(Collected data)

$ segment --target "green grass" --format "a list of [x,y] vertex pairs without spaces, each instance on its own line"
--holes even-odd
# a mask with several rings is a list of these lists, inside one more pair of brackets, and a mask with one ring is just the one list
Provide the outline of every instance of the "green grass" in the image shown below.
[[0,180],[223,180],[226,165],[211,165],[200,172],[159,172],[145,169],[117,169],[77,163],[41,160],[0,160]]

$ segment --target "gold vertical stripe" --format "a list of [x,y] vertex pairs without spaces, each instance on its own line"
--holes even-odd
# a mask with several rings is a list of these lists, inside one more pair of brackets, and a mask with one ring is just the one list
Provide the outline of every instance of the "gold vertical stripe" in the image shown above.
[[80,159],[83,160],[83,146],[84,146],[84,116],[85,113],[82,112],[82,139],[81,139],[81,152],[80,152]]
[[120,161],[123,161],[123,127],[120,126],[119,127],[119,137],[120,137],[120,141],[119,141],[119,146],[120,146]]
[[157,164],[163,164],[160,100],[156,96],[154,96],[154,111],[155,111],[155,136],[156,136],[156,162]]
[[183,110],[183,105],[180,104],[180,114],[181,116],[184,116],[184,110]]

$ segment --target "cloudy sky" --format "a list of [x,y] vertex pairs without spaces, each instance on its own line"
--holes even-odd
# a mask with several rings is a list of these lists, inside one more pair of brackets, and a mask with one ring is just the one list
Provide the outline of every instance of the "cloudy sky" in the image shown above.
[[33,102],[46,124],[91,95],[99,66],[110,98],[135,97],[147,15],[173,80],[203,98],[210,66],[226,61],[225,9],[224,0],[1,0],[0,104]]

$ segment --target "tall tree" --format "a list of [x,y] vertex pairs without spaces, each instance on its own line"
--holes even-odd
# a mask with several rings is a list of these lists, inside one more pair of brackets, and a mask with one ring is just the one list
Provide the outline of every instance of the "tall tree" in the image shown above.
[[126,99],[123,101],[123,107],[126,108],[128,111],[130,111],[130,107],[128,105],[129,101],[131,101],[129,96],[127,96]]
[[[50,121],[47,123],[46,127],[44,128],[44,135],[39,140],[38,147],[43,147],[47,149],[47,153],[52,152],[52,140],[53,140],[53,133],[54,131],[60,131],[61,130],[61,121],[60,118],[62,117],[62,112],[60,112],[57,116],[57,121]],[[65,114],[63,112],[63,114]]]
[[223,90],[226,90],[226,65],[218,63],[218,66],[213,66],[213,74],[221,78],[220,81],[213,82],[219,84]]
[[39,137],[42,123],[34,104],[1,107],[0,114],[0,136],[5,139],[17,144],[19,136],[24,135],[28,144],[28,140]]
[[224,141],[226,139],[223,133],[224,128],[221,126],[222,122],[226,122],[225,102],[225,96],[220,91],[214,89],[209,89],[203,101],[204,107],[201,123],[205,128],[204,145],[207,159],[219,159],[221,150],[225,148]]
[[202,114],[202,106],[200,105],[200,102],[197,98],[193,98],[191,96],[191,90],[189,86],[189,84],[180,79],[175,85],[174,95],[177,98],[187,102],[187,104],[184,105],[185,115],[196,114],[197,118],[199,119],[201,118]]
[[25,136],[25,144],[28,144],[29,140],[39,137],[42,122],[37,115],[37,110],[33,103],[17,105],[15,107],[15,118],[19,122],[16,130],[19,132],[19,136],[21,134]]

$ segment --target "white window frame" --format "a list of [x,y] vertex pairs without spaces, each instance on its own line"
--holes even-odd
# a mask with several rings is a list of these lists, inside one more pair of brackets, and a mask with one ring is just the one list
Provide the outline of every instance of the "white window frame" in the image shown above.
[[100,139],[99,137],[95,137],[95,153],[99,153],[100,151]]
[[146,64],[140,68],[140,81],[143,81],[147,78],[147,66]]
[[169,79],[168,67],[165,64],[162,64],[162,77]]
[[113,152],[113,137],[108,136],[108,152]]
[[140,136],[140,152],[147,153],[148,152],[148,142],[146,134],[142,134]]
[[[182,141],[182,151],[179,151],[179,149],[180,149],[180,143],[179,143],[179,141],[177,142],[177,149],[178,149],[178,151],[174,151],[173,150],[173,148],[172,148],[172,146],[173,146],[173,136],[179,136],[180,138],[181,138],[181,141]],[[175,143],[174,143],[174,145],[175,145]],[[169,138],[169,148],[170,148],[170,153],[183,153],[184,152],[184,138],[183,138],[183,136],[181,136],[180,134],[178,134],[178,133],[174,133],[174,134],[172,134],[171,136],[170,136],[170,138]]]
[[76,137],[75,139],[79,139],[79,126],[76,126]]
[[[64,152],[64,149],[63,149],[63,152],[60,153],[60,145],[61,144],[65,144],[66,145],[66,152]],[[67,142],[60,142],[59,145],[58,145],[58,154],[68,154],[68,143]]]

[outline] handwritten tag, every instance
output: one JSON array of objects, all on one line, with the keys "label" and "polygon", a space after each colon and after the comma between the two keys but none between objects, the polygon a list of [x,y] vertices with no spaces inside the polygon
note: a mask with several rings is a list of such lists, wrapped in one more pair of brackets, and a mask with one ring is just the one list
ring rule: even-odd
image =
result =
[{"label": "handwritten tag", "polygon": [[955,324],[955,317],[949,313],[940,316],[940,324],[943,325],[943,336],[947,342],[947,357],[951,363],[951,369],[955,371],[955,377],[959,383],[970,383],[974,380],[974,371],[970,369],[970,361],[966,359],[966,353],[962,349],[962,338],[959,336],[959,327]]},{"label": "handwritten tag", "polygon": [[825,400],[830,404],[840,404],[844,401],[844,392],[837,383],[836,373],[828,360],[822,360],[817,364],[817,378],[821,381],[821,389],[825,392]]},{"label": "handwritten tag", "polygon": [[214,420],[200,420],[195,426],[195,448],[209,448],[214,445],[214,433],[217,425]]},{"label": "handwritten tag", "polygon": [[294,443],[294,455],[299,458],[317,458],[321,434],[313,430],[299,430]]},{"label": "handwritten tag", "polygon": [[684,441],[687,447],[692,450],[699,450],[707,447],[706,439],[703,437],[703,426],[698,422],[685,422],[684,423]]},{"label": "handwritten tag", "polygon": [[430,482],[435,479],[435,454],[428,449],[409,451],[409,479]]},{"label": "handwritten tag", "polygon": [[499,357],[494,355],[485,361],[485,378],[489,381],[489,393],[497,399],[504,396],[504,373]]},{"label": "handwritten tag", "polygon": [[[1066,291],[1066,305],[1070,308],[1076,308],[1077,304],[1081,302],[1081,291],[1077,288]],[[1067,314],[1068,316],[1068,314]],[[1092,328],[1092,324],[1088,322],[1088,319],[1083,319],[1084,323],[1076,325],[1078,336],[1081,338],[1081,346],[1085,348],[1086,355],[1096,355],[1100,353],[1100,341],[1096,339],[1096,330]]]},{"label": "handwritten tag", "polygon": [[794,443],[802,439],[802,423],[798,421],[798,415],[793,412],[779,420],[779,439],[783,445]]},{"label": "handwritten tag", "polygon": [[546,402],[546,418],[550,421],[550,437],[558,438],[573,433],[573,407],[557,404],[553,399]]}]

### [WHAT THIS TASK INVOLVES]
What is needed here is one number: how many lines of the entries hold the string "each".

### [EXERCISE RESPONSE]
6